DATA SUPPLIED:

------

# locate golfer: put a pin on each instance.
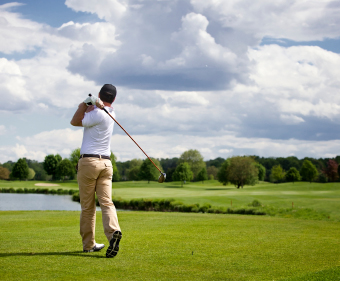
(95, 170)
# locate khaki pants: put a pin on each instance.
(95, 176)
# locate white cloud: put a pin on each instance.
(291, 119)
(188, 75)
(16, 33)
(167, 146)
(110, 10)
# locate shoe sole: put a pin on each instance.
(113, 249)
(93, 250)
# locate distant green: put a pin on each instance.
(323, 198)
(45, 245)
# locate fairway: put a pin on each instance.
(169, 246)
(322, 199)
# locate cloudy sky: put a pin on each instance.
(236, 77)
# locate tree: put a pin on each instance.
(115, 173)
(262, 171)
(212, 172)
(75, 156)
(31, 174)
(331, 171)
(277, 173)
(183, 173)
(20, 169)
(308, 171)
(223, 172)
(202, 175)
(148, 171)
(293, 175)
(242, 171)
(65, 168)
(4, 173)
(51, 163)
(195, 160)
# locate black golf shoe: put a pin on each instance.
(96, 248)
(113, 249)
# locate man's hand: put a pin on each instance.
(90, 100)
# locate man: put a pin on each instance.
(95, 170)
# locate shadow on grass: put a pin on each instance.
(75, 253)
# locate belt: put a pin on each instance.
(95, 156)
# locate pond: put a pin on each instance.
(37, 202)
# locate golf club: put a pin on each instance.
(163, 175)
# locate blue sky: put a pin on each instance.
(236, 77)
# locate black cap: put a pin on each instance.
(108, 93)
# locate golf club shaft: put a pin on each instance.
(132, 139)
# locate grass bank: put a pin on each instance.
(170, 246)
(298, 200)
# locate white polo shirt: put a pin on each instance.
(98, 128)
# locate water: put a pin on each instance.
(37, 202)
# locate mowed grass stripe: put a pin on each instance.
(168, 246)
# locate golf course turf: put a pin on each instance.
(46, 245)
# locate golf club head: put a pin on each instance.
(162, 178)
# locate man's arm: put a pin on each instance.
(79, 115)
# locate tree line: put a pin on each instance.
(190, 166)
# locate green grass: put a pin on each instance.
(170, 246)
(311, 200)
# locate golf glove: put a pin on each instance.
(90, 100)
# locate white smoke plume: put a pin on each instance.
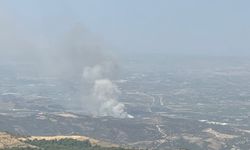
(104, 93)
(71, 54)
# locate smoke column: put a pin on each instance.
(104, 92)
(70, 53)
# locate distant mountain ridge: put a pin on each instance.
(74, 142)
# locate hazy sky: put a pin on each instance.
(217, 27)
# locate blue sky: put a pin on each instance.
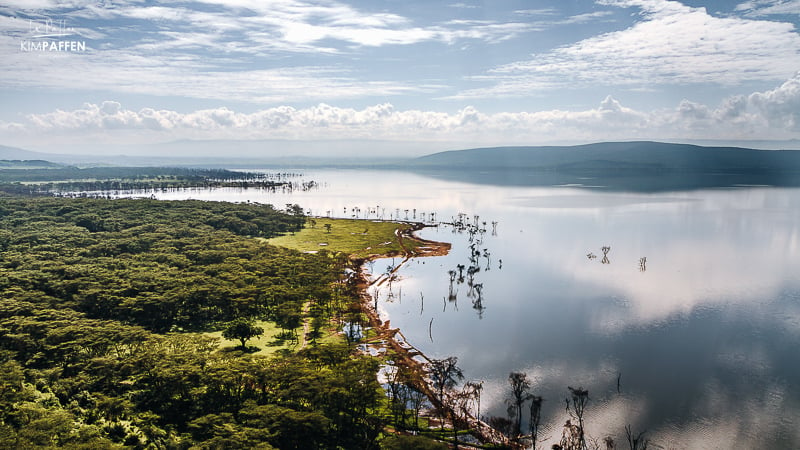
(443, 74)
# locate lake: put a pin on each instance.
(687, 328)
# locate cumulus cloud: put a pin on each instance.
(769, 7)
(671, 44)
(771, 114)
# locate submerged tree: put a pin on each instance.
(519, 395)
(536, 417)
(580, 397)
(445, 375)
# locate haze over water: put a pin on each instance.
(703, 341)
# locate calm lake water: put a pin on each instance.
(702, 340)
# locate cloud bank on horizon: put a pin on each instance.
(425, 71)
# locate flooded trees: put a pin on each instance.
(519, 395)
(445, 375)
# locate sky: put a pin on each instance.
(407, 76)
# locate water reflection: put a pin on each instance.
(690, 330)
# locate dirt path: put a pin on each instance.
(405, 353)
(306, 325)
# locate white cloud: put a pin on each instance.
(771, 114)
(671, 44)
(769, 7)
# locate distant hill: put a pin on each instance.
(28, 164)
(14, 153)
(642, 156)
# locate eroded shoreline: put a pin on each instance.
(392, 339)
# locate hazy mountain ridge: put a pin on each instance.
(628, 156)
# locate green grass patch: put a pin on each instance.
(359, 238)
(266, 342)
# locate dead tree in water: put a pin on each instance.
(536, 417)
(519, 395)
(445, 375)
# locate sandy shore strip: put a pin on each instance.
(393, 339)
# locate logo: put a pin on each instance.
(50, 35)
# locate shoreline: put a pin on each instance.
(408, 355)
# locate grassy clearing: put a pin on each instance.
(266, 342)
(359, 238)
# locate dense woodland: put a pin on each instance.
(103, 302)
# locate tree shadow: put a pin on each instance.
(238, 349)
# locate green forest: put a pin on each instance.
(104, 315)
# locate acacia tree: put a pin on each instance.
(519, 393)
(243, 330)
(445, 375)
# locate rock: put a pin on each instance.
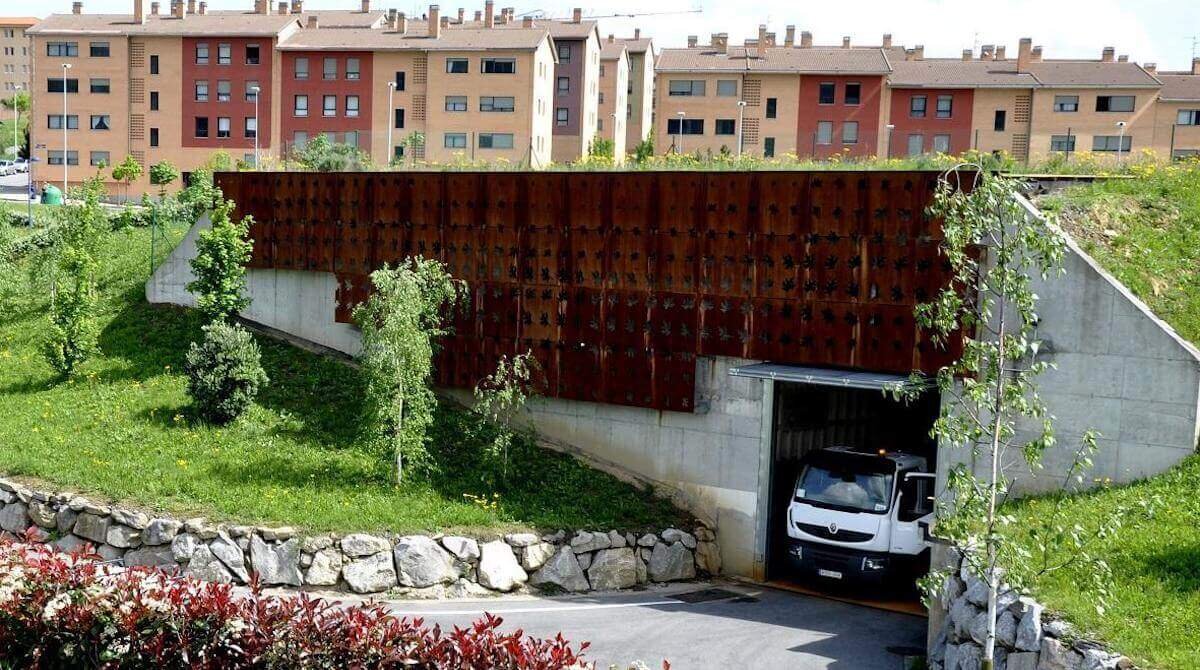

------

Rewrite the rows from the line containing "# locate dense" through the end of the rows, replacing "pin" with "marker" and changing nothing else. Omit the pictures from your answer.

ANSWER TO THE TASK:
# locate dense woodland: put a marker on each instance.
(103, 302)
# locate tree shadow: put a marker on each instance.
(238, 349)
# locate green forest: put a marker on each instance.
(104, 315)
# locate acacia tree: put a marker on each instance.
(519, 393)
(243, 330)
(445, 375)
# locate rock: put a marker on each instance.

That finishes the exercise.